··· Exercise material ···
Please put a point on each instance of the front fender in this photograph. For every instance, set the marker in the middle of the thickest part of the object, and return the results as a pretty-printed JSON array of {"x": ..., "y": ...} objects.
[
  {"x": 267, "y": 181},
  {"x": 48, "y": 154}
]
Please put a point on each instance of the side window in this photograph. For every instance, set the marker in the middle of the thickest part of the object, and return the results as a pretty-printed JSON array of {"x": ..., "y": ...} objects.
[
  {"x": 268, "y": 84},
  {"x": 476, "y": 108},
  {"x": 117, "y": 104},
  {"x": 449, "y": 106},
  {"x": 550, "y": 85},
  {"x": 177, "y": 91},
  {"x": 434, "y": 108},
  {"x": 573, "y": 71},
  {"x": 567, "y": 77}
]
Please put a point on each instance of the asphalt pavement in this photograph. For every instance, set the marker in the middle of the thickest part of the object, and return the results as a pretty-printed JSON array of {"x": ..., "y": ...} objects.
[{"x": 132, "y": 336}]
···
··· Exercise material ···
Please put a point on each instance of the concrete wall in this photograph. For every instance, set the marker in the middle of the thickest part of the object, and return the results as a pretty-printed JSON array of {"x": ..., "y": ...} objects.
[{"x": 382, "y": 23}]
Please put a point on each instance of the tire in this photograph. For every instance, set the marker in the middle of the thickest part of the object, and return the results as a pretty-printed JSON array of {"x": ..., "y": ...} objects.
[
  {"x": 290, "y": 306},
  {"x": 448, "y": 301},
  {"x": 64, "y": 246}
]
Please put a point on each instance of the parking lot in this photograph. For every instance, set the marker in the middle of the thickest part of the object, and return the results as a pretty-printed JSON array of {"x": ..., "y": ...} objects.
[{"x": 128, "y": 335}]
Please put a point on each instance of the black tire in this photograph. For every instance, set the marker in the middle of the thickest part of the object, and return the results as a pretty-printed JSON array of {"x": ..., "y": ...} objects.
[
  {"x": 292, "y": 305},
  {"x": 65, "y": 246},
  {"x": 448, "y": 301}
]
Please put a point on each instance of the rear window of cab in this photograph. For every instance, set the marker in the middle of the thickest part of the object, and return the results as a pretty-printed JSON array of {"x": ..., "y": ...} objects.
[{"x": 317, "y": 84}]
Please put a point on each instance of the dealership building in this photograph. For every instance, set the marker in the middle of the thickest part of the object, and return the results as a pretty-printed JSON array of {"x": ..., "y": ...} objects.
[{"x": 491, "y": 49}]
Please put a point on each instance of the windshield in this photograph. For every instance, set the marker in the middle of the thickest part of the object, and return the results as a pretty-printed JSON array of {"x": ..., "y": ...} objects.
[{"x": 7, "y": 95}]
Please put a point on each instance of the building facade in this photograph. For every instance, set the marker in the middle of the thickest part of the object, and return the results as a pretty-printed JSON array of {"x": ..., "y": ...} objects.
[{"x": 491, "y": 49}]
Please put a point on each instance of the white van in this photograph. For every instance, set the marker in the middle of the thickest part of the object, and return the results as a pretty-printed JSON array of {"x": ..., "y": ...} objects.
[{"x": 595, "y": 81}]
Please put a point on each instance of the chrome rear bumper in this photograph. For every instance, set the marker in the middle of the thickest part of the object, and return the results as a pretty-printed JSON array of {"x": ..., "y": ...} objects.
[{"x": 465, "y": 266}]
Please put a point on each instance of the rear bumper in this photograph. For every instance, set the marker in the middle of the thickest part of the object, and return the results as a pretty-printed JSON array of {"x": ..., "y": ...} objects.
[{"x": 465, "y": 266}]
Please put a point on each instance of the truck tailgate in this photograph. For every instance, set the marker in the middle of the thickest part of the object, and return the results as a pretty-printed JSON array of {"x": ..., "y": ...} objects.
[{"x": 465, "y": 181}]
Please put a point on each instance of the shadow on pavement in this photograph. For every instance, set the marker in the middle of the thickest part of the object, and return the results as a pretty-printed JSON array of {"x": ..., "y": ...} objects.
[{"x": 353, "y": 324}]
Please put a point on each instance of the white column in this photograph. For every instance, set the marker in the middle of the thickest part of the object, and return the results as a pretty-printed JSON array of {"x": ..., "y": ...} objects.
···
··· Exercise material ···
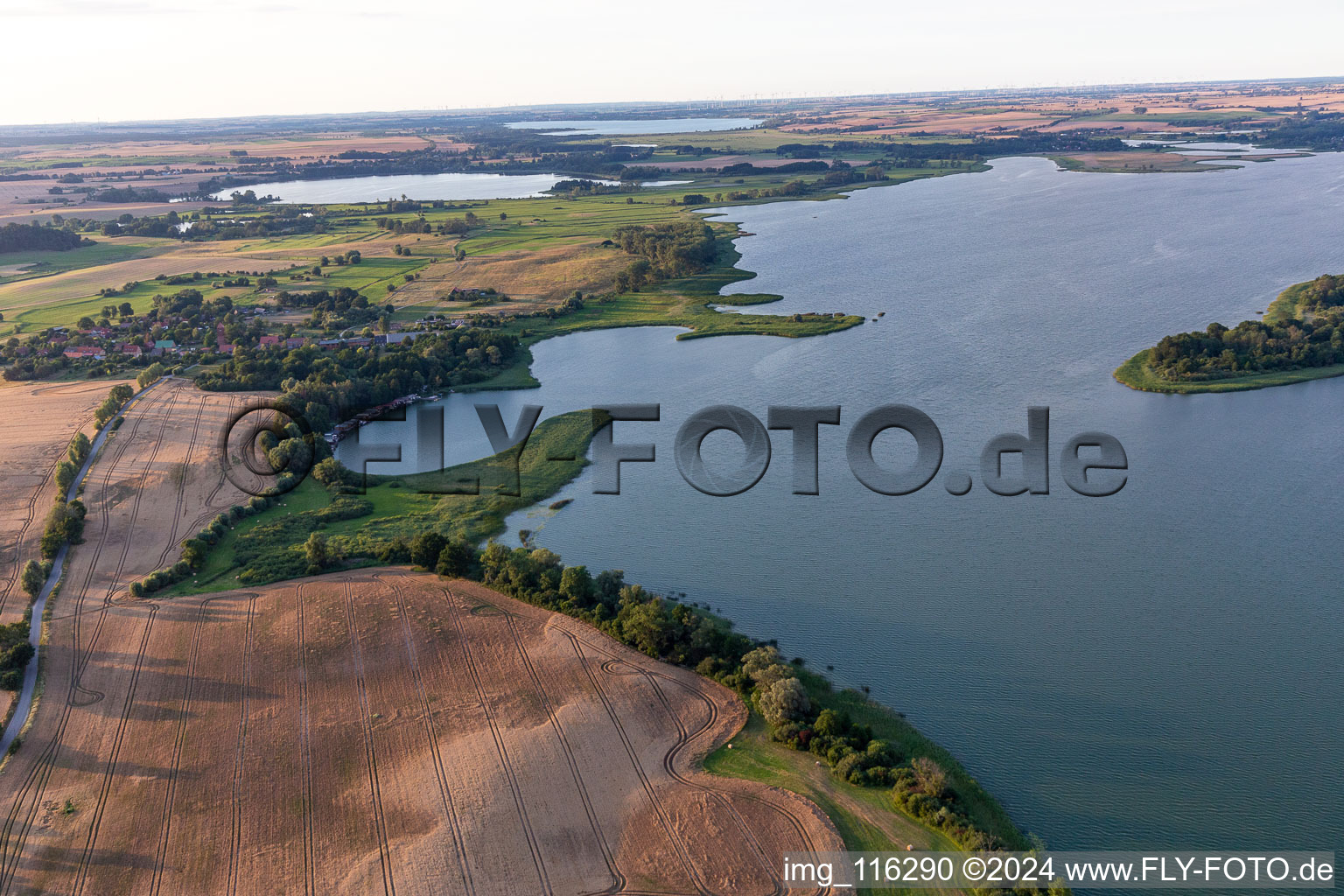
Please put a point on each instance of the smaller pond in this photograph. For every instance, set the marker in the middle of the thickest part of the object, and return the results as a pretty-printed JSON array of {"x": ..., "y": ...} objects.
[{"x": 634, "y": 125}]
···
Which lines in the listing contain the word "bumper"? Report each of them in full.

Please put a point on each instance of the chrome rear bumper in this photograph. For every instance, set the marker in the middle of the thickest part of the object, and return the results as a pretty-printed JSON array of {"x": ..., "y": ...} objects.
Please put a point on each instance of the rear bumper in this photograph. For every instance, set the marker in the middle of the thickest part of the object, and return the results as a pretty-printed JSON array of {"x": ..., "y": ...} objects.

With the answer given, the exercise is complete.